━━━ Dataset records

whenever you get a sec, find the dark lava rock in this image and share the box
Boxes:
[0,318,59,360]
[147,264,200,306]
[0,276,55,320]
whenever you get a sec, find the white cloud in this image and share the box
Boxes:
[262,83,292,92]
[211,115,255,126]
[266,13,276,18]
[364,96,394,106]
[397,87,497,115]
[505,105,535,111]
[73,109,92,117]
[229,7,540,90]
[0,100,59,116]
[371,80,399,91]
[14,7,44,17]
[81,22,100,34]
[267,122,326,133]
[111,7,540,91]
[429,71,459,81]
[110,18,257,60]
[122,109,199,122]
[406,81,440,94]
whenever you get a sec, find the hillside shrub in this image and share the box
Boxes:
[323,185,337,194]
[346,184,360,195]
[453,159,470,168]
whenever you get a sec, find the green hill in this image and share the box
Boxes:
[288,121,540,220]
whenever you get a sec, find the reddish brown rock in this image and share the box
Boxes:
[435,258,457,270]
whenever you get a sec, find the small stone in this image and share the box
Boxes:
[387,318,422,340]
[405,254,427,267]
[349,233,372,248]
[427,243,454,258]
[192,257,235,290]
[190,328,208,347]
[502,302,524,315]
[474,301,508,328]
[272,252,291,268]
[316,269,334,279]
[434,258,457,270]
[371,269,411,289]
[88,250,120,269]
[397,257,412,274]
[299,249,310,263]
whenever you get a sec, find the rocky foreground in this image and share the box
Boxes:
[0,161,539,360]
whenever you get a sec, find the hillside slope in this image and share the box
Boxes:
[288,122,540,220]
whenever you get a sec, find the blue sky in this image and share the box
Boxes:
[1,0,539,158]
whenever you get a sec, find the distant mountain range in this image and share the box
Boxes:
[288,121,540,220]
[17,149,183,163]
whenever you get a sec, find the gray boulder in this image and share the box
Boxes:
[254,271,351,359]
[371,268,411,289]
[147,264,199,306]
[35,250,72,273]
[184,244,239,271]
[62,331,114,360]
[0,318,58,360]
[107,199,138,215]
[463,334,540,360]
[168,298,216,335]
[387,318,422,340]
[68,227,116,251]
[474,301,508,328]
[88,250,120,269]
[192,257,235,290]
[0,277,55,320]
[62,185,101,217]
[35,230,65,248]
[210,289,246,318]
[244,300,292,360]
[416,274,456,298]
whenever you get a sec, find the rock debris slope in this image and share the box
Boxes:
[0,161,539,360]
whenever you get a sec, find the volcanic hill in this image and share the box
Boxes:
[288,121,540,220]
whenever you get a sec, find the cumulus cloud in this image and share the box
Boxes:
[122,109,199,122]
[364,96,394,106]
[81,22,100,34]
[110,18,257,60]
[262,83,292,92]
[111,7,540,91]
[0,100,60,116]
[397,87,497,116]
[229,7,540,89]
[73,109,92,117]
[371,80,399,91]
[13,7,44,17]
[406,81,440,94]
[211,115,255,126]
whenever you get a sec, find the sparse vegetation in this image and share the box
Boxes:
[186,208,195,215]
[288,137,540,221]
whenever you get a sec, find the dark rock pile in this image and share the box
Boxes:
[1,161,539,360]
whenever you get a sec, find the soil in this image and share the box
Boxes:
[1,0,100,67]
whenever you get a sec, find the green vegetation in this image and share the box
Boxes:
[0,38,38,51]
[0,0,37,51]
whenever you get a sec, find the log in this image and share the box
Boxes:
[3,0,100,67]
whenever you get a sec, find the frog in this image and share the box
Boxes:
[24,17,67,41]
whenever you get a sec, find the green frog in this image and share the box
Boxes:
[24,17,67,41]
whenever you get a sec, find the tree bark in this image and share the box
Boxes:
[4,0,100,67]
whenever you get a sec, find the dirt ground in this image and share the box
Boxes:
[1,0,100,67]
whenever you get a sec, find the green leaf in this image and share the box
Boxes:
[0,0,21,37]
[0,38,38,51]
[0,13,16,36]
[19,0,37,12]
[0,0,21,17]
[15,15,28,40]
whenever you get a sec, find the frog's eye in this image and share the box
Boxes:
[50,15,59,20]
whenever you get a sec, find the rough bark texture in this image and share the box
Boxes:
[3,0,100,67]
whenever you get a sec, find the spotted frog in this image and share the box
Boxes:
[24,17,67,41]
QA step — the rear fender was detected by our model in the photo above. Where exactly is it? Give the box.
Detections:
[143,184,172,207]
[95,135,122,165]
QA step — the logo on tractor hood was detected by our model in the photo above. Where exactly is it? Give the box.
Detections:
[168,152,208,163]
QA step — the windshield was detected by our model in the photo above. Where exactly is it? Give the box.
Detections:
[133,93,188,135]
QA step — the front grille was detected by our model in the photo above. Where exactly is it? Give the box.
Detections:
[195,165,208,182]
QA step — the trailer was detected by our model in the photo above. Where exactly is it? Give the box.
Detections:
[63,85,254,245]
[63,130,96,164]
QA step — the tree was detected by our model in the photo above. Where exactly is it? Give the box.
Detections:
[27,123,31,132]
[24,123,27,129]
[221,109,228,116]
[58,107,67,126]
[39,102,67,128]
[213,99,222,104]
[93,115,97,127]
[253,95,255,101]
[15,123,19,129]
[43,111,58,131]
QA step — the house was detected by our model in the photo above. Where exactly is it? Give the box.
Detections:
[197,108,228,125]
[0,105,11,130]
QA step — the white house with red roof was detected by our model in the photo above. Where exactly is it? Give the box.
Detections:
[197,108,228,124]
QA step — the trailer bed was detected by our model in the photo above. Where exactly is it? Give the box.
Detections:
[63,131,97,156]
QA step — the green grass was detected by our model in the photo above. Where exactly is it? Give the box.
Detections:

━━━━━━

**Aim of the task**
All of the data above needs to be set down again exactly. Include every line.

**Answer area**
whenever you get a sec, find the dark lava rock in this image and share the box
Boxes:
[0,318,59,360]
[147,264,200,306]
[0,276,55,320]
whenever you get a sec, find the white cloud in this image and share the box
Boxes:
[262,83,292,92]
[211,115,255,126]
[266,13,276,18]
[364,96,394,106]
[397,87,497,115]
[505,105,535,111]
[73,109,92,117]
[229,7,540,90]
[0,100,59,116]
[371,80,399,91]
[14,7,44,17]
[81,22,100,34]
[267,122,326,133]
[111,7,540,91]
[429,71,459,81]
[110,18,257,60]
[122,109,199,122]
[406,81,440,94]
whenever you get a sec, find the hillside shrub in this image and share the box
Boxes:
[323,185,337,194]
[346,184,360,195]
[453,159,470,168]
whenever you get a sec, find the green hill in this image and share the box
Boxes:
[288,121,540,220]
whenever you get a sec, find the reddish brown rock in this image and share the box
Boxes:
[435,258,457,270]
whenever you get a sec, find the small stone in this image and share the box
Boxes:
[387,318,422,340]
[405,254,427,267]
[349,233,372,248]
[427,243,454,258]
[192,257,235,290]
[190,328,208,347]
[502,302,524,315]
[474,301,508,328]
[272,252,291,268]
[316,269,334,279]
[434,258,457,270]
[371,269,411,289]
[88,250,120,269]
[397,257,412,274]
[299,249,310,263]
whenever you get a sec, find the rocky foreground in this image and share the box
Boxes:
[0,161,539,360]
whenever you get a sec, find the hillside slope in this image and share the box
Boxes:
[288,122,540,220]
whenever you get a sec, find the blue sky in this image and share the box
Boxes:
[1,0,539,158]
whenever you get a sec, find the distant mountain range in this image and share the box
Boxes:
[288,121,540,220]
[17,149,183,163]
whenever you get a sec, find the gray boulder in this image and share the box
Boxes:
[254,271,351,359]
[371,268,411,289]
[147,264,199,306]
[35,250,72,273]
[184,244,239,271]
[62,331,114,360]
[0,318,58,360]
[107,199,138,215]
[463,334,540,360]
[168,298,216,335]
[387,318,422,340]
[68,227,116,251]
[474,301,508,328]
[88,250,120,269]
[192,257,235,290]
[0,277,55,320]
[62,185,101,217]
[35,230,65,248]
[210,289,246,318]
[244,300,292,360]
[416,274,456,298]
whenever you get a sec, find the rock debris slope in this image and share the box
Boxes:
[0,161,539,360]
whenever you get a sec, find the volcanic hill in this image and share the box
Boxes:
[288,121,540,220]
whenever you get a sec, find the cumulus cloud in this image and share the box
Boxes:
[122,109,199,122]
[364,96,394,106]
[81,22,100,34]
[110,18,257,60]
[262,83,292,92]
[111,7,540,91]
[0,100,60,116]
[397,87,497,116]
[229,7,540,89]
[73,109,92,117]
[371,80,399,91]
[13,7,44,17]
[406,81,440,94]
[211,115,255,126]
whenever you get a sec, find the sparse vegetation in this image and share the box
Boxes:
[186,208,195,215]
[288,137,540,221]
whenever you get a sec, find the dark rock pile in this image and share the box
Boxes:
[1,161,539,360]
whenever you get a sec, find the soil in this image and share the box
Boxes:
[1,0,100,67]
whenever you get a sec, find the green vegetation in this image and share the box
Boxes:
[0,38,38,51]
[0,0,37,51]
whenever you get a sec, find the log in this image and share the box
Boxes:
[3,0,100,67]
whenever you get a sec, find the frog in this image and share the box
Boxes:
[24,17,67,41]
whenever you get a sec, find the green frog in this image and share the box
Boxes:
[24,17,67,41]
whenever you get a sec, find the tree bark in this image and share the box
Boxes:
[4,0,100,67]
whenever you get a sec, find the dirt ground in this image and share the box
Boxes:
[1,0,100,67]
whenever you get a sec, find the green leaf in this image and share the box
Boxes:
[0,0,21,37]
[0,38,38,51]
[0,13,16,36]
[19,0,37,12]
[0,0,21,17]
[15,15,28,40]
whenever you get a sec, find the frog's eye in this image and share the box
Boxes:
[50,15,59,20]
whenever you get a sec, find the rough bark texture in this image and share the box
Boxes:
[3,0,100,67]
whenever you get a sec, find the spotted frog in this image and share the box
Boxes:
[24,17,67,41]
QA step — the rear fender was detected by our model in the photo above. Where exactly is it? Give the box.
Detections:
[143,184,172,207]
[95,135,122,165]
QA step — the logo on tractor hood was detected by our model in the photo above. Where exactly is it? Give the box.
Detections:
[168,152,208,163]
QA step — the windshield was detected by our model in the photo above. Where exactly is it? Give the box.
Detections:
[133,93,188,135]
QA step — the front grille was detected by our model in the photo above. Where exactly is it? Give the box.
Detections:
[195,165,208,182]
QA step — the trailer was detected by our model in the photo above. Where exactly is it? Give the box.
Detections:
[63,85,254,245]
[63,130,96,164]
QA step — the tree was detected by our model in the photo above. Where exactly is it? Give the box.
Detections:
[27,123,31,132]
[24,123,27,129]
[221,109,228,116]
[58,107,67,126]
[39,102,67,128]
[213,99,222,104]
[93,115,97,127]
[253,95,255,101]
[15,123,19,129]
[43,111,58,131]
QA step — the house was detected by our model in the photo above. Where exactly is it? Give the box.
Detections:
[197,108,228,125]
[0,105,11,130]
QA step — the white house with red roof was detected by our model in the photo above. Where exactly is it? Give the box.
Detections:
[197,108,228,124]
QA step — the trailer bed was detected by our model in the photo above. Where exactly is it? Give the box.
Detections:
[63,131,97,156]
QA step — the green grass was detected by our model in the photo above. Where exactly is it? Give the box.
Detections:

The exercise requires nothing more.